Stated problem: Replace "pick out" with "mark" in the items below, from the start through the line containing "pixel 581 17", both ends included. Return only those lines, with nothing else changed.

::: Exercise material

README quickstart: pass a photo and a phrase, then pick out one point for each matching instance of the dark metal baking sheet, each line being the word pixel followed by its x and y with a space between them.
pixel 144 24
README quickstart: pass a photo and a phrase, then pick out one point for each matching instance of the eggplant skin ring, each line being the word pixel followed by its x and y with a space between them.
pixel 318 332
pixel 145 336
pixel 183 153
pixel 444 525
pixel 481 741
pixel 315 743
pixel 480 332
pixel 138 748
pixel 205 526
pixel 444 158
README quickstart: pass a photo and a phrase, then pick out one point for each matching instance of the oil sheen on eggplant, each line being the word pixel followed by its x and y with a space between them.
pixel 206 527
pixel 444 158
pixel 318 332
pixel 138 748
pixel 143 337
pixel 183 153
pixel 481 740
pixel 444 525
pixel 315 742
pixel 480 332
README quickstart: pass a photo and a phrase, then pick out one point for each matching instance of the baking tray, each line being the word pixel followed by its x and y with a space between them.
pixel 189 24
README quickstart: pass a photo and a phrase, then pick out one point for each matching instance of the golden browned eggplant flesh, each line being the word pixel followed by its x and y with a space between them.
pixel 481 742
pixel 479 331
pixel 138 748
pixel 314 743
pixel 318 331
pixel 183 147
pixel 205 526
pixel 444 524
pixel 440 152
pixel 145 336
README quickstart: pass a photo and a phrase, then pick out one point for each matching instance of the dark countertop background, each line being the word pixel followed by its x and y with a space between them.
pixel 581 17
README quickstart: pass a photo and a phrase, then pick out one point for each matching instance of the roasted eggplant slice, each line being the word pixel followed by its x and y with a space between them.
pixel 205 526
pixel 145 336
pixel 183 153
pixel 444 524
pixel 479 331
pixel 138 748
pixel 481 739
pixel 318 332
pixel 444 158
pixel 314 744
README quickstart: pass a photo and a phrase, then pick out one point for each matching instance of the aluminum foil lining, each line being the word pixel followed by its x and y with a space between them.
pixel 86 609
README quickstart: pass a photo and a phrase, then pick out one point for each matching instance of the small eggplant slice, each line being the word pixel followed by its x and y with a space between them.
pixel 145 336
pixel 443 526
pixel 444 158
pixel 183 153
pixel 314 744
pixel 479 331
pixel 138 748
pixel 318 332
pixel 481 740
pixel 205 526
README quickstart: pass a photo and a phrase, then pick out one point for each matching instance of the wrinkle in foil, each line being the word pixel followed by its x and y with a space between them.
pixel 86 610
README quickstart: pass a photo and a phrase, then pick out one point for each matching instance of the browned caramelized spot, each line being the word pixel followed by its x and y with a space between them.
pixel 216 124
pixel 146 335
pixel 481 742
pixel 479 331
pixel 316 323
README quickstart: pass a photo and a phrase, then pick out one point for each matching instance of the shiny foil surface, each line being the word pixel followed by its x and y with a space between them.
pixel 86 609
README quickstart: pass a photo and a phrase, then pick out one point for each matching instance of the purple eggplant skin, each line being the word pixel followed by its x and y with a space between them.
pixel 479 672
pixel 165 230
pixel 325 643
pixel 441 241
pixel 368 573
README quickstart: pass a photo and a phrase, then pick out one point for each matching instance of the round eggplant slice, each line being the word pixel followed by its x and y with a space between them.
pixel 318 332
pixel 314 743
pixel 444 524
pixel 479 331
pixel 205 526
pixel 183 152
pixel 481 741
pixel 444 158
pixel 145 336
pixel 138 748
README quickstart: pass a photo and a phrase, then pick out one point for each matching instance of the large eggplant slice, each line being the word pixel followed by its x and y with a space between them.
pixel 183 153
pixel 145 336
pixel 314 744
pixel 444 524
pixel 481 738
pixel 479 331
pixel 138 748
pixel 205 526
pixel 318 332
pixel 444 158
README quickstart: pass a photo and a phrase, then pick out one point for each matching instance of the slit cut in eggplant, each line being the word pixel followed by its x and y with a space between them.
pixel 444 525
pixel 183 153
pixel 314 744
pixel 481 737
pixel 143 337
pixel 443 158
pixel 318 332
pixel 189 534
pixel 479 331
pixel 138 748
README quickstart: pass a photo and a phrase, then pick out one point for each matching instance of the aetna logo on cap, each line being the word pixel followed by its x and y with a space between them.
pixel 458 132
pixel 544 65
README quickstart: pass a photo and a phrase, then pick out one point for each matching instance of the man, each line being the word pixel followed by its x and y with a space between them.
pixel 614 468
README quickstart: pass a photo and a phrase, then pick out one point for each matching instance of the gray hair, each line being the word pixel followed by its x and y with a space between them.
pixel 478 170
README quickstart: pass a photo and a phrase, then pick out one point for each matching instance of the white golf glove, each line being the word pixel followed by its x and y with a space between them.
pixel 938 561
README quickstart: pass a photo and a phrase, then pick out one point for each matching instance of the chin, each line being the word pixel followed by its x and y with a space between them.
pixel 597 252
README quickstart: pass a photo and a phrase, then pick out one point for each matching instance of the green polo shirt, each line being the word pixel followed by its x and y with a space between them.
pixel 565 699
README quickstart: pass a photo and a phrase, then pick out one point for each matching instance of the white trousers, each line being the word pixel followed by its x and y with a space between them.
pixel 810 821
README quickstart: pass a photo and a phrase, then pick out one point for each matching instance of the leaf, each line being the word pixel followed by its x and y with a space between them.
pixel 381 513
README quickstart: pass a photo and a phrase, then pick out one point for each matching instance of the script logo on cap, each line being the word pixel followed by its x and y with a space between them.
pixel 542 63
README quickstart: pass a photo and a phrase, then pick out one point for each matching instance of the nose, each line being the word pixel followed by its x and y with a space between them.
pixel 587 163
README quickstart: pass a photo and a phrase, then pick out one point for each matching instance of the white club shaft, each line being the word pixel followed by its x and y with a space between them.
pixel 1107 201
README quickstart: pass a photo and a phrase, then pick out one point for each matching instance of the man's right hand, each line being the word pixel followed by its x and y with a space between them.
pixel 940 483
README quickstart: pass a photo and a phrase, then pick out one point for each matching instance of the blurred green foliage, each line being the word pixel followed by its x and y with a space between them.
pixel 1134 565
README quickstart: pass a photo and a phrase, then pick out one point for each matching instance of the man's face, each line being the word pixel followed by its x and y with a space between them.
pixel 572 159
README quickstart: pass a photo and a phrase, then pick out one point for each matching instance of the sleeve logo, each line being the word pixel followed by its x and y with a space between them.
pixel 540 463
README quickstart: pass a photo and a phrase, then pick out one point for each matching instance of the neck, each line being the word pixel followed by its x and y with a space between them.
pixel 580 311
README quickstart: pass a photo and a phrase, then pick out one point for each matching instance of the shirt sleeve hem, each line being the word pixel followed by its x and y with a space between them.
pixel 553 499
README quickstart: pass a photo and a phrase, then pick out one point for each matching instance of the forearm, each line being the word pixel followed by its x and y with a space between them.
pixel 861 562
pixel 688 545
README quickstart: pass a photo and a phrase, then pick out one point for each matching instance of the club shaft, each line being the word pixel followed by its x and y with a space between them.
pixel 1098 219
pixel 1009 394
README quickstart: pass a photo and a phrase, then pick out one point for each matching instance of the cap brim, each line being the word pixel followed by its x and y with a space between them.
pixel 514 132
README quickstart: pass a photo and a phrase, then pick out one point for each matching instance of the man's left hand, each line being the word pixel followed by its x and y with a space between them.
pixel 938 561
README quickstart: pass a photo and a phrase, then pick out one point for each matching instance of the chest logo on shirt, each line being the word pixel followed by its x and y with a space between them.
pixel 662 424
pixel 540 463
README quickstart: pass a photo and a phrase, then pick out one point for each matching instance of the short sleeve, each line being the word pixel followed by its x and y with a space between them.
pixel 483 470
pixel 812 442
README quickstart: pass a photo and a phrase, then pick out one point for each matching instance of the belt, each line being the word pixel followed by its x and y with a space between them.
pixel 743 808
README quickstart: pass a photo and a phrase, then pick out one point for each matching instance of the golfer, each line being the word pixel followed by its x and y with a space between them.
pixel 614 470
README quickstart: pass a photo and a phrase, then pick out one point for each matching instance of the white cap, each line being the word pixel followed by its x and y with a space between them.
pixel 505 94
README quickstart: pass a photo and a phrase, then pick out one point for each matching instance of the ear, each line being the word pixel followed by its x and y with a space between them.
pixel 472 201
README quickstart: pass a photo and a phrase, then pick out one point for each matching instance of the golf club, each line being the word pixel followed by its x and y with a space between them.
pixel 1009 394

::::::

Solution below:
README quickstart: pass a photo and a phrase, then mark one point for each matching instance of the dark metal baking sheet, each line being the word pixel followed by its x and y with a space between them.
pixel 144 24
README quickstart: pass a photo and a phrase, then mark one point for each matching instance of the eggplant skin ring, each line being the word pixel followed by its x and y with a space between them.
pixel 318 332
pixel 145 336
pixel 183 153
pixel 444 525
pixel 481 741
pixel 315 743
pixel 480 332
pixel 138 748
pixel 205 526
pixel 444 158
README quickstart: pass a photo and a phrase, then mark one point for each matching instance of the oil sheen on eggplant, each line being the word pixel followed by its x and y with a space between them.
pixel 206 527
pixel 444 158
pixel 318 332
pixel 138 748
pixel 143 337
pixel 183 153
pixel 481 740
pixel 444 525
pixel 315 742
pixel 480 332
README quickstart: pass a photo and a phrase, then mark one point for each matching instance of the baking tray, each line being the word pixel followed by its x and y with a space between them.
pixel 189 24
README quickstart: pass a photo and a phrase, then mark one point for each matching instance of the golden browned eggplant flesh, each line being the word pixel followed by its x and y with a space between them.
pixel 481 742
pixel 479 331
pixel 138 748
pixel 314 743
pixel 318 331
pixel 183 147
pixel 205 526
pixel 444 524
pixel 440 152
pixel 145 336
README quickstart: pass a photo and a phrase, then mark one point for each matching instance of the dark countertop background, each line being the word pixel followed by its x and y with a space between them.
pixel 581 17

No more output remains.